EXERCISE INSTRUCTIONS: Output the items as a Markdown table with columns Row and Line, starting at the beginning of the items and ending at the line that contains "box: [125, 3, 214, 280]", both included. Skip blank lines and leave the pictures out.

MATERIAL FOR THIS TASK:
Segment Open

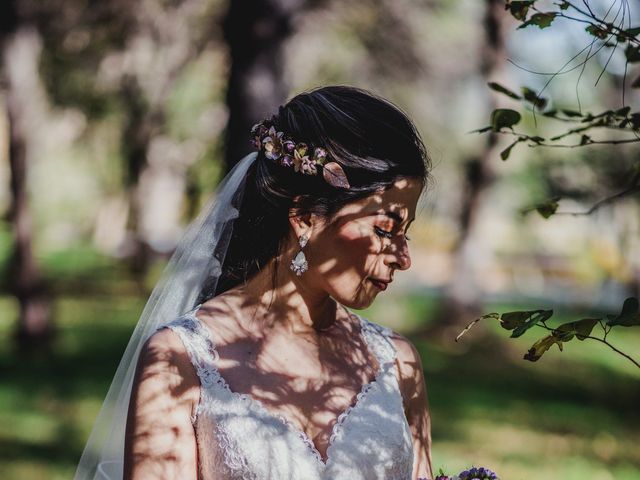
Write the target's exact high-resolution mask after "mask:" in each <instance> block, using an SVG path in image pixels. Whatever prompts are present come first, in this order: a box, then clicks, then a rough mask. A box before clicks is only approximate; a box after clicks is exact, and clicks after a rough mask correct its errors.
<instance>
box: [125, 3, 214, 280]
mask: <svg viewBox="0 0 640 480" xmlns="http://www.w3.org/2000/svg"><path fill="white" fill-rule="evenodd" d="M205 3H206V2H205ZM202 4H203V2H201V1H200V0H182V1H180V2H176V3H174V4H163V3H162V2H157V4H154V7H153V8H150V6H149V5H147V4H131V7H130V10H129V11H128V12H127V13H126V15H127V16H129V17H130V18H131V19H132V22H133V24H134V25H135V30H134V33H132V35H131V37H130V38H129V39H128V45H127V50H128V51H129V54H131V55H132V58H133V57H134V56H135V52H137V51H139V52H142V53H143V54H145V55H146V56H148V58H151V59H154V61H153V62H152V63H151V64H150V65H149V68H150V69H151V68H152V69H153V72H155V74H154V75H149V72H148V71H146V70H144V69H133V70H132V71H131V72H126V73H125V75H123V76H122V78H121V80H120V93H121V95H122V98H123V99H124V102H123V104H124V106H125V109H126V114H127V115H126V116H127V121H126V122H125V124H124V128H123V133H122V150H123V158H124V160H125V169H124V171H125V179H124V184H125V188H126V191H127V195H128V199H129V218H128V225H127V229H128V231H129V232H131V240H132V242H131V246H130V249H129V251H128V257H129V259H130V266H131V268H132V271H133V273H134V274H135V276H136V278H137V279H138V280H139V283H140V284H141V285H143V284H144V277H145V275H146V272H147V270H148V268H149V266H150V263H151V261H152V260H153V258H154V256H158V255H162V254H168V253H170V248H169V249H167V250H165V251H162V252H161V251H158V250H157V249H156V248H155V247H154V246H153V245H152V244H151V243H150V241H151V240H152V239H153V240H157V241H158V243H162V241H163V239H159V238H156V234H157V228H156V229H155V230H154V228H153V227H154V226H155V227H158V226H159V223H158V222H159V219H158V218H157V217H155V216H154V215H155V214H156V213H157V212H158V210H162V209H164V211H165V215H164V216H163V218H162V219H161V221H163V222H165V223H170V222H172V221H173V222H179V221H180V218H173V217H172V216H171V215H170V214H169V213H168V212H174V211H179V210H180V208H179V203H180V199H181V198H182V197H183V196H184V195H183V194H184V191H185V190H186V188H187V183H186V174H187V169H188V167H189V166H190V164H191V163H193V161H195V158H196V157H195V156H194V155H193V154H192V153H189V152H188V151H187V150H188V149H185V148H182V147H183V146H182V145H180V144H179V142H177V140H175V139H172V138H171V137H170V135H169V133H168V132H167V125H166V123H167V116H168V115H167V104H168V100H169V96H170V95H171V92H172V90H173V88H174V86H175V84H176V81H177V80H178V79H179V78H180V75H181V74H182V72H183V70H184V69H185V68H186V67H187V66H188V65H189V64H190V63H191V62H192V61H193V60H194V59H196V58H197V57H198V55H199V54H200V53H201V52H202V51H203V49H204V48H205V46H206V45H207V43H208V42H210V41H211V37H212V30H211V28H197V27H195V26H194V25H193V24H192V22H193V17H196V16H197V17H198V19H199V20H200V21H201V22H211V21H212V19H207V18H206V15H205V18H202V13H200V14H199V15H195V14H194V12H202V11H203V10H202ZM140 44H143V45H147V47H142V48H141V47H140ZM148 46H151V49H150V50H149V47H148ZM136 49H139V50H136ZM132 52H133V53H132ZM158 145H162V147H158ZM176 151H180V153H179V154H176ZM168 179H170V180H168ZM168 183H169V184H170V185H171V188H169V187H167V184H168ZM179 189H181V190H182V191H180V192H176V190H179ZM154 202H155V203H156V204H154ZM158 203H162V205H158ZM168 226H169V227H170V225H168ZM164 241H166V239H164Z"/></svg>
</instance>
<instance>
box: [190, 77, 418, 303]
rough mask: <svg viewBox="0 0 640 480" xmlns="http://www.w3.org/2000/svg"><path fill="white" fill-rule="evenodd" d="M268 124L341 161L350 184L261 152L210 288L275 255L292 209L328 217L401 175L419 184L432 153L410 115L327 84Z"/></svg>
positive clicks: (334, 158) (288, 102) (354, 89)
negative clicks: (211, 285)
mask: <svg viewBox="0 0 640 480" xmlns="http://www.w3.org/2000/svg"><path fill="white" fill-rule="evenodd" d="M270 123H271V124H272V125H274V126H275V128H276V130H277V131H282V132H285V134H286V135H288V136H290V137H291V138H292V139H294V140H295V141H296V142H305V143H307V144H309V145H313V146H322V147H324V148H325V149H326V151H327V155H328V156H329V157H331V159H333V160H335V161H337V162H338V163H339V164H340V165H341V166H342V167H343V170H344V171H345V173H346V175H347V178H348V180H349V183H350V188H348V189H343V188H336V187H333V186H332V185H330V184H329V183H327V182H326V181H325V180H324V179H323V177H322V175H321V172H319V173H320V174H318V175H303V174H302V173H301V172H295V171H294V169H293V168H292V167H283V166H281V165H279V164H277V163H276V162H273V161H271V160H268V159H267V158H266V157H265V156H264V152H263V151H260V152H259V154H258V158H257V159H256V161H255V163H254V165H252V167H251V168H250V170H249V172H248V174H247V175H248V176H247V181H246V186H245V192H244V197H243V199H242V204H241V207H240V217H239V219H238V220H237V221H236V222H234V223H235V224H234V226H233V235H232V237H231V240H230V242H229V248H228V251H227V254H226V257H225V261H224V265H223V266H222V275H221V276H220V279H219V281H218V284H217V287H216V292H215V293H216V294H219V293H222V292H224V291H226V290H228V289H230V288H232V287H234V286H236V285H238V284H240V283H241V282H244V281H246V280H247V279H248V278H250V277H251V276H252V275H254V274H255V273H256V272H257V271H259V270H260V269H262V268H263V267H264V266H265V265H267V264H268V262H269V261H270V260H271V259H272V258H274V257H276V261H277V257H278V255H279V254H280V251H281V247H282V246H283V245H284V241H285V240H286V238H287V235H288V232H289V228H290V226H289V221H288V217H289V211H290V209H291V208H294V209H295V211H296V212H297V213H299V214H305V213H314V214H317V215H319V216H323V217H325V218H328V219H331V217H332V216H333V215H334V214H335V213H336V212H337V211H338V210H340V208H342V207H343V206H344V205H346V204H348V203H349V202H353V201H355V200H358V199H361V198H363V197H367V196H369V195H371V194H373V193H375V192H377V191H380V190H381V189H382V190H384V189H386V188H389V187H390V186H391V185H393V183H394V182H395V181H396V180H398V179H399V178H403V177H414V178H415V177H417V178H419V179H421V181H422V186H423V188H424V187H425V186H426V184H427V180H428V178H429V170H430V160H429V157H428V155H427V153H426V150H425V147H424V144H423V143H422V140H421V138H420V135H419V134H418V132H417V130H416V128H415V126H414V125H413V123H412V122H411V120H409V118H408V117H407V115H405V114H404V113H403V112H402V111H401V110H400V109H399V108H398V107H396V106H395V105H393V104H392V103H391V102H389V101H387V100H385V99H382V98H380V97H378V96H376V95H374V94H372V93H370V92H367V91H365V90H361V89H358V88H354V87H348V86H327V87H322V88H318V89H315V90H311V91H309V92H305V93H301V94H299V95H296V96H295V97H294V98H292V99H291V100H290V101H289V102H288V103H287V104H285V105H283V106H281V107H280V109H279V111H278V114H277V115H274V116H273V117H272V118H271V119H270ZM295 198H298V200H297V201H294V199H295ZM276 270H277V269H276ZM274 275H275V270H274ZM273 280H274V284H275V280H276V279H275V276H274V279H273ZM203 293H204V292H203ZM210 296H211V295H204V297H210Z"/></svg>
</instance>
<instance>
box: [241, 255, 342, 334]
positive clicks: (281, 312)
mask: <svg viewBox="0 0 640 480" xmlns="http://www.w3.org/2000/svg"><path fill="white" fill-rule="evenodd" d="M276 268H277V270H276V271H277V276H276V282H275V284H274V283H273V272H274V270H275V269H276ZM233 290H235V291H236V292H237V293H239V294H241V296H242V299H243V309H244V308H245V307H246V309H247V310H245V311H248V312H250V313H249V315H248V316H247V319H250V320H248V321H250V322H251V325H249V326H250V327H257V328H260V329H261V330H262V331H267V330H270V329H274V328H284V329H285V330H286V331H288V332H289V333H294V334H317V333H318V332H320V331H322V330H326V329H329V328H331V326H332V325H333V324H334V323H335V322H336V320H338V319H339V318H342V317H344V315H345V313H346V312H345V309H344V308H343V307H342V306H341V305H339V304H338V302H336V301H335V300H334V299H333V298H331V297H330V296H329V295H328V294H327V293H326V292H324V291H318V290H315V289H311V288H309V287H307V286H306V285H305V283H304V282H302V281H301V279H300V278H298V277H296V275H295V274H294V273H293V272H291V271H290V270H289V268H288V264H285V261H283V260H280V262H278V265H277V267H276V262H275V260H272V261H271V262H270V263H269V265H268V266H267V268H263V269H262V270H261V271H260V272H258V273H257V274H256V275H254V276H253V277H252V278H251V279H250V280H249V281H247V283H245V284H241V285H239V286H238V287H236V288H234V289H233Z"/></svg>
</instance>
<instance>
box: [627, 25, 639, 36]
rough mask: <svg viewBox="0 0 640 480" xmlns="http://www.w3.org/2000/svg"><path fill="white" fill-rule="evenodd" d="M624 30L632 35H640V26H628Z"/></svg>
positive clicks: (627, 33)
mask: <svg viewBox="0 0 640 480" xmlns="http://www.w3.org/2000/svg"><path fill="white" fill-rule="evenodd" d="M624 31H625V32H626V33H627V35H629V36H631V37H637V36H638V35H640V27H633V28H627V29H626V30H624Z"/></svg>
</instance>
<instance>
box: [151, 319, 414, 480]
mask: <svg viewBox="0 0 640 480" xmlns="http://www.w3.org/2000/svg"><path fill="white" fill-rule="evenodd" d="M196 311H197V308H196V309H194V310H193V311H191V312H189V313H187V314H185V315H183V316H182V317H180V318H178V319H176V320H175V321H173V322H171V323H169V324H167V325H166V326H165V327H168V328H171V329H172V330H173V331H174V332H176V333H177V334H178V335H179V336H180V338H181V340H182V342H183V343H184V345H185V348H186V350H187V352H188V354H189V357H190V359H191V362H192V363H193V365H194V367H195V369H196V371H197V374H198V377H199V379H200V384H201V388H200V402H199V404H198V406H197V410H196V413H195V415H194V418H192V421H193V424H194V428H195V431H196V437H197V445H198V463H199V467H198V470H199V479H201V480H232V479H233V480H236V479H251V480H383V479H384V480H410V479H411V473H412V468H413V448H412V441H411V433H410V430H409V425H408V423H407V419H406V417H405V415H404V410H403V404H402V397H401V394H400V389H399V385H398V379H397V376H396V374H395V366H394V358H395V356H396V350H395V347H394V345H393V343H392V342H391V340H390V339H389V334H390V333H391V331H390V330H389V329H387V328H385V327H382V326H380V325H377V324H375V323H373V322H371V321H369V320H367V319H365V318H363V317H360V316H359V315H357V317H358V319H359V321H360V325H361V332H362V335H363V337H364V340H365V342H366V345H367V347H368V348H369V350H370V351H371V352H372V353H373V354H374V355H375V357H376V358H377V360H378V363H379V365H380V369H379V370H378V372H377V375H376V377H375V379H374V380H373V381H371V382H370V383H368V384H366V385H364V386H363V387H362V390H361V391H360V393H358V395H357V397H356V401H355V404H353V405H352V406H350V407H348V408H347V409H346V410H345V411H344V412H343V413H342V414H341V415H340V416H339V417H338V419H337V421H336V423H335V424H334V425H333V427H332V433H331V437H330V440H329V447H328V449H327V460H326V462H325V461H324V460H323V459H322V456H321V455H320V453H319V452H318V450H317V449H316V448H315V446H314V444H313V442H312V441H311V440H310V439H309V438H308V437H307V435H306V434H305V433H304V432H302V431H300V430H298V429H296V428H295V427H294V426H293V425H292V424H291V423H290V422H288V421H287V420H286V419H285V418H283V417H281V416H277V415H275V414H273V413H271V412H270V411H268V410H267V409H266V407H265V406H264V405H263V404H262V403H260V402H259V401H258V400H256V399H254V398H252V397H250V396H249V395H246V394H239V393H236V392H233V391H232V390H231V389H230V388H229V385H228V384H227V382H226V381H225V379H224V378H222V376H221V375H220V373H219V372H218V370H217V368H216V362H217V360H218V354H217V352H216V349H215V346H214V344H213V342H212V340H211V336H210V332H209V330H208V328H207V327H206V326H204V325H203V324H202V323H200V321H199V320H198V318H197V317H196V315H195V313H196ZM163 328H164V327H163Z"/></svg>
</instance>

Segment Closed

OUTPUT BELOW:
| Row | Line |
|---|---|
| 1 | Write the target's exact high-resolution mask after "mask:" in each <instance> block, using an SVG path in image pixels. Whatever prompts are present come first, in this order: a box, then clicks, then a rough mask. A box before clicks is only approximate; a box after clicks is exact, and clicks after a rough mask correct its errors. |
| 2 | <instance> |
| 3 | box: [125, 3, 214, 280] |